→ **Your objective**
Change the stretch of entries from the one containing "Scan this screenshot and find the leafy" through the last entry, replacing "Scan" with "Examine" and leaving everything else as it is. Leave the pictures out of your answer.

□ □ □

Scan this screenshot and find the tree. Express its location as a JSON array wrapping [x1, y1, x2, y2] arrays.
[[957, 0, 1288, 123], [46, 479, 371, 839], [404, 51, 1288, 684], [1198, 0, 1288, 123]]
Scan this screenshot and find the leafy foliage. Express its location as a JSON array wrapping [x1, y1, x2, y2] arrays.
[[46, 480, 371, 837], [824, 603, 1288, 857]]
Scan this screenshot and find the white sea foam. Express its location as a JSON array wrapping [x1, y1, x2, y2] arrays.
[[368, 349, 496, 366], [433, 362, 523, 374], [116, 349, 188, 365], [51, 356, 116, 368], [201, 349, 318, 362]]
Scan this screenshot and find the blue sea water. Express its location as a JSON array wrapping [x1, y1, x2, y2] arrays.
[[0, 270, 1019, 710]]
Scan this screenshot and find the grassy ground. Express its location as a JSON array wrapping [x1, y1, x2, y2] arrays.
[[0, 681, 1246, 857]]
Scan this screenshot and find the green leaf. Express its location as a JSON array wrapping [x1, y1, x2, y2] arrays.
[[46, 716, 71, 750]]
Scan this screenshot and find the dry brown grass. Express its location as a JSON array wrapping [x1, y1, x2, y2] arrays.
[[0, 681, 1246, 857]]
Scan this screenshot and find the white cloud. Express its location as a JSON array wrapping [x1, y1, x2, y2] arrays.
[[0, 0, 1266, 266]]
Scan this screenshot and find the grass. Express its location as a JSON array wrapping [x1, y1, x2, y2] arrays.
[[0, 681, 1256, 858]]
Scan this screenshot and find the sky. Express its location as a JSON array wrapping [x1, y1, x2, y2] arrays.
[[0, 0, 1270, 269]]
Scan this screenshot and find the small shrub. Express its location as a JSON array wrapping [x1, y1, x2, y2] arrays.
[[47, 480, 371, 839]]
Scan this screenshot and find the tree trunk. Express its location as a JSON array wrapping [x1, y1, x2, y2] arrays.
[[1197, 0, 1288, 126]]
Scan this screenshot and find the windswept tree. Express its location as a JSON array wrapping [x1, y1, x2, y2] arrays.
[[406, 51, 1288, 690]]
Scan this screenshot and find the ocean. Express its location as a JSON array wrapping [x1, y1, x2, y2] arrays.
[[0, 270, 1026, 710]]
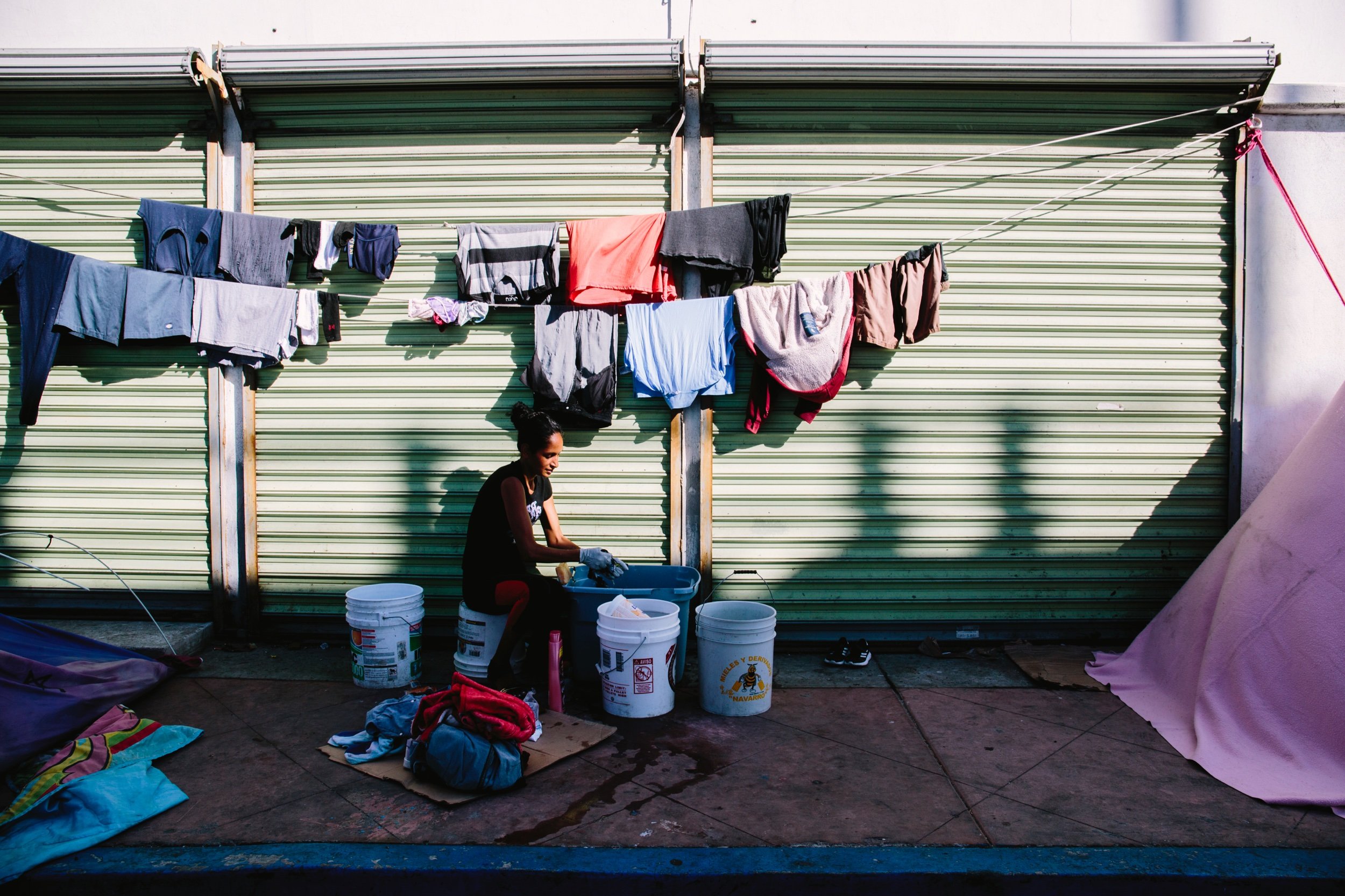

□ □ □

→ **Solution to this task**
Examine this screenshot and find the leafy foliage. Express its location as a JSON array wrapping [x1, y1, x2, y2] arrays.
[[46, 480, 371, 837], [824, 603, 1288, 857]]
Examine this screenshot and find the white sea foam. Express its location as a JSON array wrapping [x1, y1, x2, y2] arrays.
[[368, 349, 496, 366], [433, 362, 523, 374], [116, 349, 188, 365], [51, 356, 116, 368], [201, 349, 318, 362]]
Examine this screenshot and find the blue sea water. Express its location as a JSON array wrapping [x1, y1, x2, y2] arrays.
[[0, 270, 1019, 710]]
Examine this screenshot and find the grassy ground. Express its location as a JSON array wrapping [x1, y1, x2, y2] arrays.
[[0, 681, 1246, 857]]
Examine this screenshot and find the green leaf. Express its location as a JSON array wrapping [x1, y1, x2, y2] arrays.
[[46, 716, 71, 750]]
Examine this screenshot and find the dry brown grass. Express its location as a JSON array wrapping [x1, y1, x2, y2] arrays.
[[0, 681, 1246, 857]]
Examine this screenshot and find the white cloud. Express its location as a JSON array wrapping [x1, y1, x2, y2] arrays.
[[0, 0, 1266, 266]]
Examine this screenshot and find the grass. Express its location as a JSON array wrapping [x1, y1, x2, y2] arrays.
[[0, 681, 1256, 858]]
Examine this screenshot and find the sky. Express its location as a JSON array wrapping [x1, y1, x2, y2] arrays.
[[0, 0, 1270, 269]]
Examine this screenshot and find the small shrub. Express its location as a JSON array wrapping [x1, y1, x2, y2] arrays.
[[47, 480, 371, 839]]
Examine this screenshot and find the tree trunk. Express its location as a JSON array wrapping [x1, y1, x2, y2] arrays.
[[1197, 0, 1288, 126]]
Examine this screenshot and find the windswept tree. Express its location as a JSON array wrapping [x1, y1, x2, y2] arrays.
[[406, 51, 1288, 690]]
Examine this screenshot and find the ocean. Express its location as a JSON array wrapping [x1, y1, x2, y2] arrays.
[[0, 270, 1026, 710]]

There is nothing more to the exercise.